• [SET EXERCISE A]
Reproduce the rows that appear below the text word for word, from the line with "TARGET = dog's paw" up to and including the last row.

# Metamath Proof Explorer

## Theorem imnand2

Description: An -> nand relation. (Contributed by Anthony Hart, 2-Sep-2011)

Ref Expression
Assertion imnand2 ${⊢}\left(¬{\phi }\to {\psi }\right)↔\left(\left({\phi }⊼{\phi }\right)⊼\left({\psi }⊼{\psi }\right)\right)$

### Proof

Step Hyp Ref Expression
1 nannot ${⊢}¬{\phi }↔\left({\phi }⊼{\phi }\right)$
2 nannot ${⊢}¬{\psi }↔\left({\psi }⊼{\psi }\right)$
3 1 2 anbi12i ${⊢}\left(¬{\phi }\wedge ¬{\psi }\right)↔\left(\left({\phi }⊼{\phi }\right)\wedge \left({\psi }⊼{\psi }\right)\right)$
4 3 notbii ${⊢}¬\left(¬{\phi }\wedge ¬{\psi }\right)↔¬\left(\left({\phi }⊼{\phi }\right)\wedge \left({\psi }⊼{\psi }\right)\right)$
5 iman ${⊢}\left(¬{\phi }\to {\psi }\right)↔¬\left(¬{\phi }\wedge ¬{\psi }\right)$
6 df-nan ${⊢}\left(\left({\phi }⊼{\phi }\right)⊼\left({\psi }⊼{\psi }\right)\right)↔¬\left(\left({\phi }⊼{\phi }\right)\wedge \left({\psi }⊼{\psi }\right)\right)$
7 4 5 6 3bitr4i ${⊢}\left(¬{\phi }\to {\psi }\right)↔\left(\left({\phi }⊼{\phi }\right)⊼\left({\psi }⊼{\psi }\right)\right)$

• [SET EXERCISE B]
According to the imnand2 page, who contributed this theorem?

• [SOURCE RECORDS]
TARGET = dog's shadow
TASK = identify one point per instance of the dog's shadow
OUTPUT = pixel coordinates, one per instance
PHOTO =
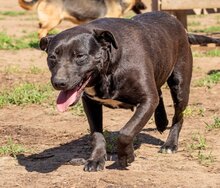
(51, 159)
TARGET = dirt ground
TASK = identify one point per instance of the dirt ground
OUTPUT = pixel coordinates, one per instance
(56, 138)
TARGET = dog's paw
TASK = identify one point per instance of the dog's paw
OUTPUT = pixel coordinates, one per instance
(126, 156)
(168, 149)
(94, 165)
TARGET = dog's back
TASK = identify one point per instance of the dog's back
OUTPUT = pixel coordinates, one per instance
(157, 36)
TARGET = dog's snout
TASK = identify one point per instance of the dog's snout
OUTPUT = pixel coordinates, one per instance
(60, 84)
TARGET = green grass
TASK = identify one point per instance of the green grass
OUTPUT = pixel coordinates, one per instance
(210, 53)
(205, 158)
(214, 125)
(10, 43)
(198, 149)
(30, 40)
(26, 93)
(210, 80)
(12, 13)
(12, 149)
(198, 142)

• [FULL OUTPUT A]
TARGET = dog's paw
TASK = identify one point per instance of the dog's paw
OUTPUT = pixel coordinates, one per instance
(126, 156)
(168, 149)
(94, 165)
TARGET = dog's back
TASK = identify one point per instance of the dog's back
OUTPUT = pixel coordinates, one per instance
(157, 36)
TARGET = dog's snout
TASK = identify one point per instance of the dog's snout
OUTPUT = pixel coordinates, one per instance
(60, 84)
TARGET = green grass
TASK = identify one point per instance of the green grass
OUTPUT = pixel coordinates, one per instance
(210, 53)
(205, 158)
(214, 125)
(10, 43)
(198, 149)
(30, 40)
(26, 93)
(210, 80)
(12, 13)
(12, 149)
(198, 142)

• [FULL OUTPUT B]
Anthony Hart.